╭──

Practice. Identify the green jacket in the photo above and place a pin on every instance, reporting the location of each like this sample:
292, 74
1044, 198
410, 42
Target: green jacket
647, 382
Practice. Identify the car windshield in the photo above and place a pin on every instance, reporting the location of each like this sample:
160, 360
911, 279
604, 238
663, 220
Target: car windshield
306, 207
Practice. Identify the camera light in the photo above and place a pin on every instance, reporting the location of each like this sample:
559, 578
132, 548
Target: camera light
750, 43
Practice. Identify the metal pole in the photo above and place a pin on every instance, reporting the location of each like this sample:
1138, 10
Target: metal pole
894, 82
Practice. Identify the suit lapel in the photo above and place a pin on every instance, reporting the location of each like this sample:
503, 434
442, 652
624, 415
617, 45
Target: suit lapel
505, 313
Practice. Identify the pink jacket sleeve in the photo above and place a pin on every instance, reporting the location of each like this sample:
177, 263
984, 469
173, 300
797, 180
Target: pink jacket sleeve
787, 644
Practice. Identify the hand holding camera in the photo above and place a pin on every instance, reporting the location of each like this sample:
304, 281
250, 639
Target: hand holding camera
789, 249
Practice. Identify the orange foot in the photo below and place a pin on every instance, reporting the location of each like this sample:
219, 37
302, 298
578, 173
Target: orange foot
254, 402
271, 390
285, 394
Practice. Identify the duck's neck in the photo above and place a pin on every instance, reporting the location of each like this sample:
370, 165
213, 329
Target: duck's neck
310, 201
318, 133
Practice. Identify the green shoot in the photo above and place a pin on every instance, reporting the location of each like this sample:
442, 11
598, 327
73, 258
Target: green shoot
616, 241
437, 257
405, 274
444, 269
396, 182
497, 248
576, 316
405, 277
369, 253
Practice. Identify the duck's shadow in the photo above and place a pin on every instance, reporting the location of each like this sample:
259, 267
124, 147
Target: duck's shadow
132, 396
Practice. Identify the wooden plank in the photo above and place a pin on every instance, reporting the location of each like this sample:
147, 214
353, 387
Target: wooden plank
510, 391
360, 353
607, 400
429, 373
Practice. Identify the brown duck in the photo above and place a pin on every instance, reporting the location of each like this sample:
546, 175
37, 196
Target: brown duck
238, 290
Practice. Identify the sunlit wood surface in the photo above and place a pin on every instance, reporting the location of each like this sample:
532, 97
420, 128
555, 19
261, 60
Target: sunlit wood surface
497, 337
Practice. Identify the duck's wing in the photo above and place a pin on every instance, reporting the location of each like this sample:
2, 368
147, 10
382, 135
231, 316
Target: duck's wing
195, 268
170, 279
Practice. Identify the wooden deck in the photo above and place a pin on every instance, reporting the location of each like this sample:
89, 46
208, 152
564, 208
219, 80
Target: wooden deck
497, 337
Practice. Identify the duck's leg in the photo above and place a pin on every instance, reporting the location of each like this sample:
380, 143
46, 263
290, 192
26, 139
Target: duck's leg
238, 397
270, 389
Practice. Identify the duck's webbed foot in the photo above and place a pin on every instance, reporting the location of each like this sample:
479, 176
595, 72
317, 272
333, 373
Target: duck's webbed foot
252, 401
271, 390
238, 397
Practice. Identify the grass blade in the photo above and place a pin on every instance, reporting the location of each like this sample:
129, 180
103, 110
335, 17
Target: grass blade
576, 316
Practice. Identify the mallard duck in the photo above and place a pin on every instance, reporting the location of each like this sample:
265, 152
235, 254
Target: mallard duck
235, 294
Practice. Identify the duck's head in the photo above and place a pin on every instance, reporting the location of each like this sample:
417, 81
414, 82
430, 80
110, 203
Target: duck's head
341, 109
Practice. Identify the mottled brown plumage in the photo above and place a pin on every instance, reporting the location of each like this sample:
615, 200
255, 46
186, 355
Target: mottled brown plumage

╰──

WHAT IS REQUIRED:
Send back each record exactly as it stands.

TASK RESULT:
Practice. Identify the green jacket in the photo above and place a pin on every instance, reporting the location of each like this sample:
292, 74
1044, 198
410, 42
Target: green jacket
647, 382
Practice. Identify the car windshield in the photo above and place a pin on every instance, reporting the location of each like this sample:
160, 360
911, 279
604, 238
663, 220
Target: car windshield
306, 207
Practice. Identify the camera light in the photo above and place a pin on every instance, reporting the location of each like this sample:
559, 578
132, 548
Target: camera light
750, 43
Practice. Identify the metal pole in the photo above and place a pin on every instance, reporting the location of each like this sample:
1138, 10
Target: metal pole
894, 82
Practice. Identify the suit lapel in the photo above and place a pin on every instance, reporting the location of each like this sample:
503, 434
442, 652
624, 415
617, 45
Target: suit lapel
505, 313
Practice. Identify the pink jacket sleeve in the photo above and place a pin on every instance, reporting the location of each like this sample:
177, 263
984, 469
173, 300
797, 180
Target: pink jacket sleeve
787, 644
Practice. Identify the hand holding camera in the photo above and place a pin on every instance, reporting the location of each like this sample:
304, 281
250, 639
Target: hand holding camera
789, 249
Practice. Identify the orange foot in the photo below and place a pin on every instance, reporting the location of each like this sample:
219, 37
302, 298
578, 173
Target: orange foot
254, 402
271, 390
285, 394
Practice. Identify the duck's neck in the photo above and place a pin on every instance, reporting the location of each like this sample:
370, 165
213, 329
Target: duck's neck
310, 201
318, 133
Practice. Identify the green shoot in the photo above and place a pin on every instance, reporting the location of each like this sample:
442, 11
598, 327
73, 258
Target: green shoot
616, 241
437, 257
405, 274
444, 269
396, 182
497, 248
576, 316
405, 277
369, 253
Practice. Identify the duck's shadow in the photo above and place a pin on every instance, reporting the location of each like this sample:
259, 267
124, 147
Target: duck's shadow
132, 396
Practice. Identify the wooden plank in the photo above and place a pin on every instance, reporting the location of each like this sample:
147, 214
353, 387
Target: wooden plank
510, 391
360, 353
607, 400
429, 373
Practice. Identify the brown duck in the photo above and place a pin on every instance, reporting the location of each like this sample:
546, 175
37, 196
Target: brown duck
238, 290
Practice. Identify the sunlit wood surface in the photo above and place a pin on every instance, reporting the location of each like this sample:
532, 97
420, 128
555, 19
261, 60
Target: sunlit wood surface
497, 337
Practice. Identify the duck's wing in the photo above and place a pin on every instance, reporting the location of each like this sample:
2, 368
147, 10
382, 135
231, 316
Target: duck's wing
195, 268
170, 279
Practice. Identify the wooden deck in the photo above and place a pin on every instance, reporting the location of each like this sample:
89, 46
208, 152
564, 208
219, 80
Target: wooden deck
497, 337
Practice. Identify the duck's leg in the photo above and place a pin on every instance, reporting the location of each like this sample:
380, 143
46, 263
290, 192
26, 139
Target: duck's leg
238, 397
270, 389
Practice. Identify the duck's webbed foot in the photo above and place a pin on every instance, reporting the location of each like this sample:
479, 176
595, 72
317, 272
333, 373
Target: duck's webbed foot
252, 401
271, 390
238, 397
Practice. Identify the grass blade in the photo above and place a pin on every instance, reporting the location of each like this sample:
129, 180
103, 110
335, 17
Target: grass blade
576, 316
Practice. Identify the mallard duck in the photo above and place a pin on every instance, reporting the location of each like this sample:
265, 152
235, 254
Target: mallard duck
235, 294
Practice. Identify the duck's head in the photo above and place a pin on every instance, reporting the location of each like this sample:
417, 81
414, 82
430, 80
110, 203
Target: duck's head
341, 109
Practice. Identify the mottled brown plumage in the photo above and place a pin on every instance, reporting the location of each like this sample:
615, 200
255, 46
186, 355
Target: mottled brown plumage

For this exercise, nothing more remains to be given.